The data
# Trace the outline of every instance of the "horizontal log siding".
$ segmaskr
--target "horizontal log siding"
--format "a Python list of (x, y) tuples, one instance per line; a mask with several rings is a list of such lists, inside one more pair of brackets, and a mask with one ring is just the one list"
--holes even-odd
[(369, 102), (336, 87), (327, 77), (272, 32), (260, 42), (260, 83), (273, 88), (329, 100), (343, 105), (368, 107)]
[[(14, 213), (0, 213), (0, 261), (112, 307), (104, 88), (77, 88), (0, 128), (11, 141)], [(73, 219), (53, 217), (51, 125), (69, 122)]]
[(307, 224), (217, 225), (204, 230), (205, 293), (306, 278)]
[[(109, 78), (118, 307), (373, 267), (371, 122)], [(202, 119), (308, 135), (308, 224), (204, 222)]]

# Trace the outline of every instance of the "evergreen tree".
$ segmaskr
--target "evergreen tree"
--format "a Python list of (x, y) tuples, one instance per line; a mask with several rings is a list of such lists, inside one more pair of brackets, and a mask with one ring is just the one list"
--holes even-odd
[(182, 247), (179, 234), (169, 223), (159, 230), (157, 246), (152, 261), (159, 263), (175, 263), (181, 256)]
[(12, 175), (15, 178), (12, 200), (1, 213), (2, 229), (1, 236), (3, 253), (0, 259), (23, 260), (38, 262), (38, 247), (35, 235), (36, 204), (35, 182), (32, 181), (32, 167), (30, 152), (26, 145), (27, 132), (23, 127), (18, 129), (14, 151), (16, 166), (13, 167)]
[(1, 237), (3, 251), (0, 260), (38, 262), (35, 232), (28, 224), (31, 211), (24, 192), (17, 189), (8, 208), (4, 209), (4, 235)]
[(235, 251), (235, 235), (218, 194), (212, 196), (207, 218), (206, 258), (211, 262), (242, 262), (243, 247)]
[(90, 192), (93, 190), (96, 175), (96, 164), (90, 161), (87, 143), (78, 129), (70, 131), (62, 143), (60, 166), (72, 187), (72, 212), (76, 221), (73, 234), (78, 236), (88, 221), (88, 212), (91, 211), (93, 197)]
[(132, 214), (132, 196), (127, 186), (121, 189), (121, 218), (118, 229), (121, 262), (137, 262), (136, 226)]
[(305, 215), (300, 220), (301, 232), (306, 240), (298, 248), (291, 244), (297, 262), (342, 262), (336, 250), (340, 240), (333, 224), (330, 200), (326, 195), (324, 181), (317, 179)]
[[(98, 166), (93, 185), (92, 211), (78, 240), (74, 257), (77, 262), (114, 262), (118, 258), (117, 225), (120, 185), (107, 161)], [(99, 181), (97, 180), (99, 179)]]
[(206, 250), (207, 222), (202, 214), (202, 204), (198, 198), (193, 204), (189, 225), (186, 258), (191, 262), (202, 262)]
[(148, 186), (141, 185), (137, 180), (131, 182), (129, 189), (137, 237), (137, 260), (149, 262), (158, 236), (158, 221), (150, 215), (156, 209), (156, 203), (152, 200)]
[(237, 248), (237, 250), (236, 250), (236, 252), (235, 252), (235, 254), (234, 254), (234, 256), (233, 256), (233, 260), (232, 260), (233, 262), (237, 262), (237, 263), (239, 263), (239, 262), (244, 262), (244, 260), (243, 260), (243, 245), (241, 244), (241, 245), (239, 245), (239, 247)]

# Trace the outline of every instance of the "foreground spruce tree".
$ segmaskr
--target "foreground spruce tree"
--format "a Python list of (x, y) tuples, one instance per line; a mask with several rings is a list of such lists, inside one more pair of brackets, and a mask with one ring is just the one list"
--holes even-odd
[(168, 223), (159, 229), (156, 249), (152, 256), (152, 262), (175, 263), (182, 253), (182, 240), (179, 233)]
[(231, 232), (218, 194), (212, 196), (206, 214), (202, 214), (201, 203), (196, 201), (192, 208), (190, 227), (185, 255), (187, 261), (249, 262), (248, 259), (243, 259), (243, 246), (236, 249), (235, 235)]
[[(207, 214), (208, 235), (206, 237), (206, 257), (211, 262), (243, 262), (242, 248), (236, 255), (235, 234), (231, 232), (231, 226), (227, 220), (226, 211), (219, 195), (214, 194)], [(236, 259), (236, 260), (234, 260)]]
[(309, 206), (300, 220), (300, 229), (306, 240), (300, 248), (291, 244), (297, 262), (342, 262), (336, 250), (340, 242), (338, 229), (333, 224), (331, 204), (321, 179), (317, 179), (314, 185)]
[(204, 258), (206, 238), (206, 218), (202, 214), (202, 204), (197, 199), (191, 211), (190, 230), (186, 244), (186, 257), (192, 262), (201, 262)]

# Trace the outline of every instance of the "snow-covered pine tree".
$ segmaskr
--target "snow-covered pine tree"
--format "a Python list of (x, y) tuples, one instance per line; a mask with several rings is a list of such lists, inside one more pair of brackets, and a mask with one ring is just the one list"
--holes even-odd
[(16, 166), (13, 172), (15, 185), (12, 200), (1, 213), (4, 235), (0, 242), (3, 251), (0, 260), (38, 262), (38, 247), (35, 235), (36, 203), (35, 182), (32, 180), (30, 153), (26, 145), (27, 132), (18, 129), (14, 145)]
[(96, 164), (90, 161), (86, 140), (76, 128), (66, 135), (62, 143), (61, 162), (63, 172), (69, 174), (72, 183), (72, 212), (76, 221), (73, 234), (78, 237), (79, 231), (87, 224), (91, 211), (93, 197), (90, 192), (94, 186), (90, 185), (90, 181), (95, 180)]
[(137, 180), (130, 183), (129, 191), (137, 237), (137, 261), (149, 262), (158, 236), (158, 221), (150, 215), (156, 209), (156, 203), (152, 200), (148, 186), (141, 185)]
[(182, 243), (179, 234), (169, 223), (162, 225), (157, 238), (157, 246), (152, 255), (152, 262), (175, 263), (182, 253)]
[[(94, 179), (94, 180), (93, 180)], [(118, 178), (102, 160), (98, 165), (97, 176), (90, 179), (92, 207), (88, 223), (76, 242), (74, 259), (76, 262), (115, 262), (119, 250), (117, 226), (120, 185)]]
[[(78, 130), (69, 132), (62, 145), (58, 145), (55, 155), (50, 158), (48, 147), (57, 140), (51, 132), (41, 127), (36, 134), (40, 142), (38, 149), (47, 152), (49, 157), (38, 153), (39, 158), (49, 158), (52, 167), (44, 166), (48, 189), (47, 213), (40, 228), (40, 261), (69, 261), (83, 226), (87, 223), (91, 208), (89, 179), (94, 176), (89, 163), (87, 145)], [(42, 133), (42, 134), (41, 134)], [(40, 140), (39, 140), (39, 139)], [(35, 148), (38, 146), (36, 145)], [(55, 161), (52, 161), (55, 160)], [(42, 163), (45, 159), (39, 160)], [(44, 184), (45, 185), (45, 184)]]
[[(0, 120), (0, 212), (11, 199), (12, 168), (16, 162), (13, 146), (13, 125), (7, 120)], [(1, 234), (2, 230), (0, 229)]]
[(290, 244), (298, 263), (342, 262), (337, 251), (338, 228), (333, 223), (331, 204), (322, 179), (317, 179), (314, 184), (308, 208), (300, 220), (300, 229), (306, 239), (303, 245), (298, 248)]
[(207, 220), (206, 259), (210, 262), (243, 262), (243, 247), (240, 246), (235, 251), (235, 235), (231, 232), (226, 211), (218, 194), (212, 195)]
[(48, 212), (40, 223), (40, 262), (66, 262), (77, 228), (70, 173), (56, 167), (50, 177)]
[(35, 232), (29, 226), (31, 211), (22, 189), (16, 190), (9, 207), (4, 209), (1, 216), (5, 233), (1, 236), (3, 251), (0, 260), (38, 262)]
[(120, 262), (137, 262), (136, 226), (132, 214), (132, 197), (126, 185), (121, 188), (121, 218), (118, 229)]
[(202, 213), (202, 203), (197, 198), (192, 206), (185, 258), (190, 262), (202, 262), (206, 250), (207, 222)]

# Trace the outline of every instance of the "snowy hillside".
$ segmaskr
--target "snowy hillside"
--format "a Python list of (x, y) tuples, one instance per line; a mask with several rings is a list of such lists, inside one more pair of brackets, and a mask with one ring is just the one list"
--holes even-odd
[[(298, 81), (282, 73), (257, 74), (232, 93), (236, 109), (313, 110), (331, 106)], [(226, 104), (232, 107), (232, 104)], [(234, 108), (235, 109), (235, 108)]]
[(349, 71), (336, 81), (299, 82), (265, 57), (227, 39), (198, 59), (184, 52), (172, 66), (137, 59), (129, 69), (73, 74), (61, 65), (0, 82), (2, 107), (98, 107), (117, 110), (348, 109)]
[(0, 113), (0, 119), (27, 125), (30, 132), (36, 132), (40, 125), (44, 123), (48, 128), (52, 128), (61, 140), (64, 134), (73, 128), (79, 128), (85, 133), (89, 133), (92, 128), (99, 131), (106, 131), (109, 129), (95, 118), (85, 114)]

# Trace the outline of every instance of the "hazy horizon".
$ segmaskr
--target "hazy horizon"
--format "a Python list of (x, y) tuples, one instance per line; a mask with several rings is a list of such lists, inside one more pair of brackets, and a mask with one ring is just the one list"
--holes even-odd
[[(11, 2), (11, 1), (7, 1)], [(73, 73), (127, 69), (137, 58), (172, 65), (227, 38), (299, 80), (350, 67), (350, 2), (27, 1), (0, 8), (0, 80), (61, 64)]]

Work task
From the data above, pick out each line containing "hillside" and copy it.

Exercise result
# Trace the outline of every instance of the "snowy hillside".
--target "snowy hillside"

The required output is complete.